» EXERCISE:
Of the lines below, write out exactly those from the line with "Find the blue puffer" through the line with "pixel 206 3", both included, and skip the rest.

» DATA EXTRACTS:
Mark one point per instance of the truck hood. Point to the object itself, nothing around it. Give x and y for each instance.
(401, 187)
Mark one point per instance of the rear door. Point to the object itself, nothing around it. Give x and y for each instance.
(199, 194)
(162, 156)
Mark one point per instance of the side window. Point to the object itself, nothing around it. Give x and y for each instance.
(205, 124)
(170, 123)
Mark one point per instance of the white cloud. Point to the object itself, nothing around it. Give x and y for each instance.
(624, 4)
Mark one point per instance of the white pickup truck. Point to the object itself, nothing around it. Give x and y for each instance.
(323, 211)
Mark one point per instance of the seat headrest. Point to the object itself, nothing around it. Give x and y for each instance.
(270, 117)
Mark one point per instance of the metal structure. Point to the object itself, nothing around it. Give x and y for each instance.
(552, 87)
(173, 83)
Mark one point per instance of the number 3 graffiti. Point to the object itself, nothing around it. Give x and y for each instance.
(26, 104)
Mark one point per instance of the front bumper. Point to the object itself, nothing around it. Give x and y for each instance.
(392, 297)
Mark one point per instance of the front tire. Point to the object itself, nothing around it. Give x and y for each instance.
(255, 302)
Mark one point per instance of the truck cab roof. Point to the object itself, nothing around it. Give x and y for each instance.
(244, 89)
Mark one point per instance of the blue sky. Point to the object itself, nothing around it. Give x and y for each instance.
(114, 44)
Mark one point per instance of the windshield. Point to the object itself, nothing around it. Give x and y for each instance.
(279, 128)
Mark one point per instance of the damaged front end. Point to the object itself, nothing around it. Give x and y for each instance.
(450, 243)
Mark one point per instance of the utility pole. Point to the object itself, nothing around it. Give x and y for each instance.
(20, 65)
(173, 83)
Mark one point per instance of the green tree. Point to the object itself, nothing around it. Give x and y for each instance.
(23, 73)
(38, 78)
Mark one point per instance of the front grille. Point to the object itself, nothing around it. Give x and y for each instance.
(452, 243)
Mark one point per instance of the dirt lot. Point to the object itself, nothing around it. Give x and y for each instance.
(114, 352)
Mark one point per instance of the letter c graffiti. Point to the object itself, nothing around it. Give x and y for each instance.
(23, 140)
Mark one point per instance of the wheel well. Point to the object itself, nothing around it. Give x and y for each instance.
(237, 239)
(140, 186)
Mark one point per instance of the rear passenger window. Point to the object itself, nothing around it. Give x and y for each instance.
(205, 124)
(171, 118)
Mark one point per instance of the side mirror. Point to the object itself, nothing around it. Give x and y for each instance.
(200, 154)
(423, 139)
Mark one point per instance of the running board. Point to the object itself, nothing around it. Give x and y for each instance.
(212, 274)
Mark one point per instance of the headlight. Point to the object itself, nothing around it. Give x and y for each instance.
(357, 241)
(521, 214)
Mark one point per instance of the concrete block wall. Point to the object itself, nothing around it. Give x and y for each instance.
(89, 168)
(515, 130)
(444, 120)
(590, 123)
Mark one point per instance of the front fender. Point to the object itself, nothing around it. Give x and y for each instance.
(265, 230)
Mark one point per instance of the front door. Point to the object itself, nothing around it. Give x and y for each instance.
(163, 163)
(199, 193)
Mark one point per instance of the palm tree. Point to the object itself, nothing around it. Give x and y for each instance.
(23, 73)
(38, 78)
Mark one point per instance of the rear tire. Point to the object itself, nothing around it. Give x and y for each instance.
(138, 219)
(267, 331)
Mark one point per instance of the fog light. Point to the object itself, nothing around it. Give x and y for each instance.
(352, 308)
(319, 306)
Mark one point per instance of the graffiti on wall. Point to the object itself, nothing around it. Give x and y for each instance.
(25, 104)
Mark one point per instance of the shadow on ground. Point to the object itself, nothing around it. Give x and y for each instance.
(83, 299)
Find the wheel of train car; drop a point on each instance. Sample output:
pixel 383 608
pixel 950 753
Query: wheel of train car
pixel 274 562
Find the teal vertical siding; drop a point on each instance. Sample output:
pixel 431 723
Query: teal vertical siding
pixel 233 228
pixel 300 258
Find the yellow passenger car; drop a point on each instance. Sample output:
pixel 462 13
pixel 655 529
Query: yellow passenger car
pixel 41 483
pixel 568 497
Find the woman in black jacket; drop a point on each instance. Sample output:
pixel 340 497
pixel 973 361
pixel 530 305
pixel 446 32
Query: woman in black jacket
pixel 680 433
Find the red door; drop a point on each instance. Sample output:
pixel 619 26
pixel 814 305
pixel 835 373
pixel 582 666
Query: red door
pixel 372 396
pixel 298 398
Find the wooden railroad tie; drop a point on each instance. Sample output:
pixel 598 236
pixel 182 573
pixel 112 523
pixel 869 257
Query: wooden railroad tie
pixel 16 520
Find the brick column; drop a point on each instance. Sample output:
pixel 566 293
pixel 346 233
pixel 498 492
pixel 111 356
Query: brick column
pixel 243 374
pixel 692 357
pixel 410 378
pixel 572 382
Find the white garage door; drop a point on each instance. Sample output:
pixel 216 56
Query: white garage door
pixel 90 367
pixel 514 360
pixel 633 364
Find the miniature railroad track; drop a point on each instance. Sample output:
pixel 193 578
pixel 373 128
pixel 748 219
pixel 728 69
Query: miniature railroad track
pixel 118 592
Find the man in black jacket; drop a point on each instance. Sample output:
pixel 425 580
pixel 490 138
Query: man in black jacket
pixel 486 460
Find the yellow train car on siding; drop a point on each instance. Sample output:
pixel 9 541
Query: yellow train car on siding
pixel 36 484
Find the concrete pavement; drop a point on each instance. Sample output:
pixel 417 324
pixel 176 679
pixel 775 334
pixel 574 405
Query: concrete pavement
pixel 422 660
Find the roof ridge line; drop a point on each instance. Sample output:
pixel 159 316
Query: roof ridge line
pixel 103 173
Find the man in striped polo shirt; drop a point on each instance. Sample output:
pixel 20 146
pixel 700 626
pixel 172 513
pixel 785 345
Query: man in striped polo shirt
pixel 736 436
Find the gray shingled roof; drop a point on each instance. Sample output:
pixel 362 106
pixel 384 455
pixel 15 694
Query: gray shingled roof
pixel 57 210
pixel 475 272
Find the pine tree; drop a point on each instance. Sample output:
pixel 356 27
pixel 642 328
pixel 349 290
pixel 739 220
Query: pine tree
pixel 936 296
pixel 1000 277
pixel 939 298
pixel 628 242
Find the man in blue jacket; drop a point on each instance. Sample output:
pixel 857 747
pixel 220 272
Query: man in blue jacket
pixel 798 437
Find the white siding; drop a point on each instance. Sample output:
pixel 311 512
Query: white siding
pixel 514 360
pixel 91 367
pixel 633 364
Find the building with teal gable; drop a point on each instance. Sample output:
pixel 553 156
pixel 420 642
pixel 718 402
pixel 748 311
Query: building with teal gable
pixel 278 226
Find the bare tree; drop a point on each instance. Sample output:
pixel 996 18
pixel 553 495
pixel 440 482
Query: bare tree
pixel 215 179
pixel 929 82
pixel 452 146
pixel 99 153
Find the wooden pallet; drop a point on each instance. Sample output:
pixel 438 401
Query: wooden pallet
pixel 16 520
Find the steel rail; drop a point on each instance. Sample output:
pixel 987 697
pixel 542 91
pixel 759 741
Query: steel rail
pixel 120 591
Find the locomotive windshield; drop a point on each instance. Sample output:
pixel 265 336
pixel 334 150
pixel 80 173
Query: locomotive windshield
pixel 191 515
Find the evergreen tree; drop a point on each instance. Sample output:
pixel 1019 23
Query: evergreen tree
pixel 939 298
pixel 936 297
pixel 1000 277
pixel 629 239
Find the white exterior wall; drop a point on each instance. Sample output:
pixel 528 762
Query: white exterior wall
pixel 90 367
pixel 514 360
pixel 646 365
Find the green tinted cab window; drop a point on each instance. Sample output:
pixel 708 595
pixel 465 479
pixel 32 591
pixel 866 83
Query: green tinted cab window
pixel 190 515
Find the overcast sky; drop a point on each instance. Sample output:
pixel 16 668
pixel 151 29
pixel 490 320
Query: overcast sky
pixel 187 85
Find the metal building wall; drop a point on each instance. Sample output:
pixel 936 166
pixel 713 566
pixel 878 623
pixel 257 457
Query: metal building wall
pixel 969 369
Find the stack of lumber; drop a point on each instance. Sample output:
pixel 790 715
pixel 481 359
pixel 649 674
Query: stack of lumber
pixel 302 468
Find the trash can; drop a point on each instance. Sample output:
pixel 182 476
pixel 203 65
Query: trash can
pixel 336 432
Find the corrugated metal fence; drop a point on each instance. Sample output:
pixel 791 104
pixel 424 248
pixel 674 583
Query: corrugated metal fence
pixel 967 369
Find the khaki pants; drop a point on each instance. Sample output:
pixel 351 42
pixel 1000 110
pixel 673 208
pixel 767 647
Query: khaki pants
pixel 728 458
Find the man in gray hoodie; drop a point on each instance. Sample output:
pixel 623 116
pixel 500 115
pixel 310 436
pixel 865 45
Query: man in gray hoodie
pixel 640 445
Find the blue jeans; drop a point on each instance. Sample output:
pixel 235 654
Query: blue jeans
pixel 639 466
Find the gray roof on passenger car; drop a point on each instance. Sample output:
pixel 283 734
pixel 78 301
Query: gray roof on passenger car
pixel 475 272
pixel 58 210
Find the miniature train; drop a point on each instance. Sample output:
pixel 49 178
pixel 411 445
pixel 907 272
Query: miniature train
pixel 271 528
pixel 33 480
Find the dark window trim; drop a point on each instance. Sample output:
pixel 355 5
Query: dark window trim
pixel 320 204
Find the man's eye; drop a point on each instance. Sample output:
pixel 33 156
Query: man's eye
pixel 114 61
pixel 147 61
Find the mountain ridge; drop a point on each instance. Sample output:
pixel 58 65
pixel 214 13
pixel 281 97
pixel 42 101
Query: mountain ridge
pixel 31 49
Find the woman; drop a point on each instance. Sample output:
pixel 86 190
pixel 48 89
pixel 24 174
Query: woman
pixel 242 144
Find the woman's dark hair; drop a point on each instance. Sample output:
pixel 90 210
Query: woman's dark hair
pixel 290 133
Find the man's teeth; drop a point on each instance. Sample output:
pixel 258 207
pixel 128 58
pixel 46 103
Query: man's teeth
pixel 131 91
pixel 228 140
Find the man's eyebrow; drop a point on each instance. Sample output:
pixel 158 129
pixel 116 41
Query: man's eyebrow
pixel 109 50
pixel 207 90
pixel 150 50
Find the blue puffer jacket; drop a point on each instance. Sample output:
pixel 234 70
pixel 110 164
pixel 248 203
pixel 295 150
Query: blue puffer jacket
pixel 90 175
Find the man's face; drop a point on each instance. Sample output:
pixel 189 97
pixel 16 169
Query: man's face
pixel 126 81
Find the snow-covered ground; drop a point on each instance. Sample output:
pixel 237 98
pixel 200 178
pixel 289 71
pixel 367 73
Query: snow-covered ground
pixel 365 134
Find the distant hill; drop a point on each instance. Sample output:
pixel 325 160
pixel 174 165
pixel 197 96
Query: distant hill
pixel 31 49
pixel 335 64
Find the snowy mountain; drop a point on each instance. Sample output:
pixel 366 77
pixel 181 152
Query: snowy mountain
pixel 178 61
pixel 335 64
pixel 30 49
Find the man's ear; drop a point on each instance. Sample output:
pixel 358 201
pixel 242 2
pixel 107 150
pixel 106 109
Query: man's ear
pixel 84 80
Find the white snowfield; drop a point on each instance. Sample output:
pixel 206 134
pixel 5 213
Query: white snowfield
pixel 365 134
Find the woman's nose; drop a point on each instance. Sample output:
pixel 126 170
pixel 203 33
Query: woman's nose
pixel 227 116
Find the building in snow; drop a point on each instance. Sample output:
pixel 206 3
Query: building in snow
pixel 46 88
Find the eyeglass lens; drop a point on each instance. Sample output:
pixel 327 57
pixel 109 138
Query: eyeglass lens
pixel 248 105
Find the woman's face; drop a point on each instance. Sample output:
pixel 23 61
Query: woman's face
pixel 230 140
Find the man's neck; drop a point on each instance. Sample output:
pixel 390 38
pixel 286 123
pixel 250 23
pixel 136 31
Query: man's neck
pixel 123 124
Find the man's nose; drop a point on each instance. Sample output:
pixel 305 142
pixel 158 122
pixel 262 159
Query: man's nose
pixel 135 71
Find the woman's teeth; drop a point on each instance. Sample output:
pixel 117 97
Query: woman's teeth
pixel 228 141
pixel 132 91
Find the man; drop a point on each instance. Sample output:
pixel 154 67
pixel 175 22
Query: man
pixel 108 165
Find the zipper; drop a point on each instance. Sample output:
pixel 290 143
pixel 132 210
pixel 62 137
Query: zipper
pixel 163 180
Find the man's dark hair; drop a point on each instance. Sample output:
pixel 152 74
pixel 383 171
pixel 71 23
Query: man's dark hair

» RESPONSE AREA:
Find the blue puffer jacket; drop a point on each instance. Sample output:
pixel 234 70
pixel 110 164
pixel 248 203
pixel 295 150
Query: blue puffer jacket
pixel 90 175
Find the man's face; drop a point on each instance. Sample output:
pixel 189 97
pixel 16 169
Query: man's face
pixel 126 81
Find the snow-covered ground; drop a point on each instance. Sample output:
pixel 237 98
pixel 200 178
pixel 289 71
pixel 367 73
Query: snow-covered ground
pixel 365 134
Find the distant hill; drop a point on each instance. Sample output:
pixel 325 160
pixel 174 165
pixel 197 96
Query: distant hill
pixel 31 49
pixel 335 64
Find the snowy mountain; drop a point on each instance. Sample output:
pixel 366 77
pixel 181 152
Query: snowy mountain
pixel 178 61
pixel 335 64
pixel 30 49
Find the man's ear; drop a point on each instance. Sample output:
pixel 358 201
pixel 242 2
pixel 107 150
pixel 106 109
Query: man's ear
pixel 84 80
Find the white snowfield; drop a point on each instance. Sample output:
pixel 206 134
pixel 5 213
Query: white snowfield
pixel 365 134
Find the woman's nose; drop a point on each instance. Sample output:
pixel 126 170
pixel 203 33
Query: woman's nose
pixel 227 116
Find the building in snow; drop a point on each instance. Sample output:
pixel 206 3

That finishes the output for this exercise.